参加人数が減ってもホップの栽培面積は昨年と変わらないため、一人当たりの収穫量は必然的に上がります。当日は曇りであったため直射日光はまぬがれたものの、気温は30度で湿度も高く、マスクをしたままで農作業をこなすことは暑くて大変でした。
昨年はゆっくり談笑しながら行なっていましたが、今年は黙々とホップを摘み取ることに。矢野社長はそこまで意図していなかったものの、結果的にはソーシャルディスタンスを保ち集中して収穫することになりました。
草のような碧い香り
「今年はホップの実が熟して、良い状態で収穫ができました」
と語ってくれた矢野社長。うまく栽培できた理由を尋ねたところ
「コロナの影響でビアフェス等のイベントがなくなってしまったので、例年より畑に手をかけることができました。こまめに草刈りを行い、苗の育っている状況を見ながら肥料を与えていたんです。土のpH(酸性度・アルカリ性度)調整もうまくいきました」とのこと。

> _提供資料_
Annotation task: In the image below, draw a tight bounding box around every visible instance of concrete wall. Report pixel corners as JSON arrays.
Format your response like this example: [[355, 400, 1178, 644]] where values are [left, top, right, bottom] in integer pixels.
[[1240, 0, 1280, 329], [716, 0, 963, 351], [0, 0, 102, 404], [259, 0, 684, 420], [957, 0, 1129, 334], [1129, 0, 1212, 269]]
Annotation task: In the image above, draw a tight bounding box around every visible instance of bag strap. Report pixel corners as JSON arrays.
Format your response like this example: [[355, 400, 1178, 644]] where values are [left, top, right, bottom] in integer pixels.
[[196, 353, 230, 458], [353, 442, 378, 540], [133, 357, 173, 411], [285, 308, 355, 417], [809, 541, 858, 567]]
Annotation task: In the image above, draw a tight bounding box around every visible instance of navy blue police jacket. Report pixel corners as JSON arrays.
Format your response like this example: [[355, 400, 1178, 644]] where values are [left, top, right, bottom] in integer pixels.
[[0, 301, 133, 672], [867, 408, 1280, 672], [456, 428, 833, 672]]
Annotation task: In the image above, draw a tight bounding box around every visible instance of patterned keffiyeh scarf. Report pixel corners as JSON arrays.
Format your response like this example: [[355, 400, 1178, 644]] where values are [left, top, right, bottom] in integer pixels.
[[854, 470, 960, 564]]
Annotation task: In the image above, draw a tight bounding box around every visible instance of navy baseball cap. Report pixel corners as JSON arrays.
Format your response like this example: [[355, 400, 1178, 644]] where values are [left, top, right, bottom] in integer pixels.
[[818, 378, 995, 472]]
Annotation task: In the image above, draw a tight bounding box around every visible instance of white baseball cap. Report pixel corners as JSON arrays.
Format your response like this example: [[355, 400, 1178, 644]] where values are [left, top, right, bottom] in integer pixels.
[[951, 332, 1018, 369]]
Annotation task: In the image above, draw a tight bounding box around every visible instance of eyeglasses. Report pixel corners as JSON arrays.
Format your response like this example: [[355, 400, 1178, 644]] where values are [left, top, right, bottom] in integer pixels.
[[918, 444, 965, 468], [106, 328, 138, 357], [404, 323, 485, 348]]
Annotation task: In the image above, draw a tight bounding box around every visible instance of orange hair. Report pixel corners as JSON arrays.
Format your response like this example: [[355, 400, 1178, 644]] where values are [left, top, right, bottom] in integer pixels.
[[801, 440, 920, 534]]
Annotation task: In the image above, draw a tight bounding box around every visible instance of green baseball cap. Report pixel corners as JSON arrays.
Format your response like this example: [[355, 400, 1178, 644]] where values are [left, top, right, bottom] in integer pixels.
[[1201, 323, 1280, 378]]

> _出題_
次の1.～3.がページ本文の内容と合っているか、それぞれ「はい」か「いいえ」で答え、決め手となる本文の言葉を一字も変えずに引用してください。
1. 収穫の日は晴れていて、強い日差しの中での作業だった。
2. 今年は昨年とちがい、黙々とホップを摘み取った。
3. ホップの栽培面積は昨年より小さくなった。
記録は見なくても問題ありません。

> _解答_
1. いいえ:「当日は曇りであったため直射日光はまぬがれた」
2. はい:「今年は黙々とホップを摘み取ることに」
3. いいえ:「ホップの栽培面積は昨年と変わらない」